• _REQUIRED ACTION_: Your output should be the complete listing, word for word, with no pictures in it.

• _DATA UNDER STUDY_:
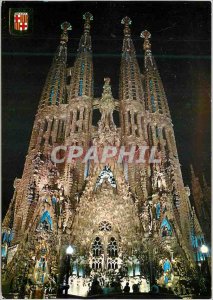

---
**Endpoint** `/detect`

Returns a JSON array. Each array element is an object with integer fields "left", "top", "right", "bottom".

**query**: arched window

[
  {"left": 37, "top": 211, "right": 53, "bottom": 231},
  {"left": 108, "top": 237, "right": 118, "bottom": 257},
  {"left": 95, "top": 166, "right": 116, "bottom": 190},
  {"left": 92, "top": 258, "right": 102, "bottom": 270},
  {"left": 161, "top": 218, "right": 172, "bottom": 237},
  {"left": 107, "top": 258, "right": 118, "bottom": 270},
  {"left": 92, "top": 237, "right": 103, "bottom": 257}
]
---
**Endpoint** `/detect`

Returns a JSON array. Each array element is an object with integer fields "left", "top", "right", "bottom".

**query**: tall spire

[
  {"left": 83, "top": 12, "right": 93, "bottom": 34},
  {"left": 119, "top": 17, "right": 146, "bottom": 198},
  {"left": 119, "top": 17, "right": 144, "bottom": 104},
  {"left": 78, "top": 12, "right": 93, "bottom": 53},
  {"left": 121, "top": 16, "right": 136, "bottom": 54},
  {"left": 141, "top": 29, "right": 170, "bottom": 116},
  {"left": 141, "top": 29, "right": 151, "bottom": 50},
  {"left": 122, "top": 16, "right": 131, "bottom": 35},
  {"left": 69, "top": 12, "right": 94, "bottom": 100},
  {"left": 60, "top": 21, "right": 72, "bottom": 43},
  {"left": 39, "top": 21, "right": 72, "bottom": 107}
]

• _ANSWER TO THIS TASK_:
---
**Endpoint** `/detect`

Returns a JSON array. Each array element is an object with integer fields "left", "top", "right", "bottom".

**query**: arched window

[
  {"left": 37, "top": 211, "right": 53, "bottom": 231},
  {"left": 108, "top": 237, "right": 118, "bottom": 257},
  {"left": 95, "top": 166, "right": 116, "bottom": 190},
  {"left": 92, "top": 258, "right": 102, "bottom": 270},
  {"left": 161, "top": 218, "right": 172, "bottom": 237},
  {"left": 107, "top": 258, "right": 118, "bottom": 270},
  {"left": 92, "top": 237, "right": 103, "bottom": 257}
]
---
**Endpoint** `/detect`

Returns a JSON array. Each array element is an object with integer fields "left", "top", "right", "bottom".

**query**: tall spire

[
  {"left": 83, "top": 12, "right": 93, "bottom": 34},
  {"left": 119, "top": 17, "right": 146, "bottom": 198},
  {"left": 119, "top": 17, "right": 144, "bottom": 104},
  {"left": 78, "top": 12, "right": 93, "bottom": 53},
  {"left": 121, "top": 16, "right": 136, "bottom": 54},
  {"left": 141, "top": 29, "right": 170, "bottom": 116},
  {"left": 141, "top": 29, "right": 151, "bottom": 50},
  {"left": 122, "top": 16, "right": 131, "bottom": 35},
  {"left": 69, "top": 12, "right": 94, "bottom": 100},
  {"left": 60, "top": 21, "right": 72, "bottom": 43},
  {"left": 39, "top": 21, "right": 72, "bottom": 107}
]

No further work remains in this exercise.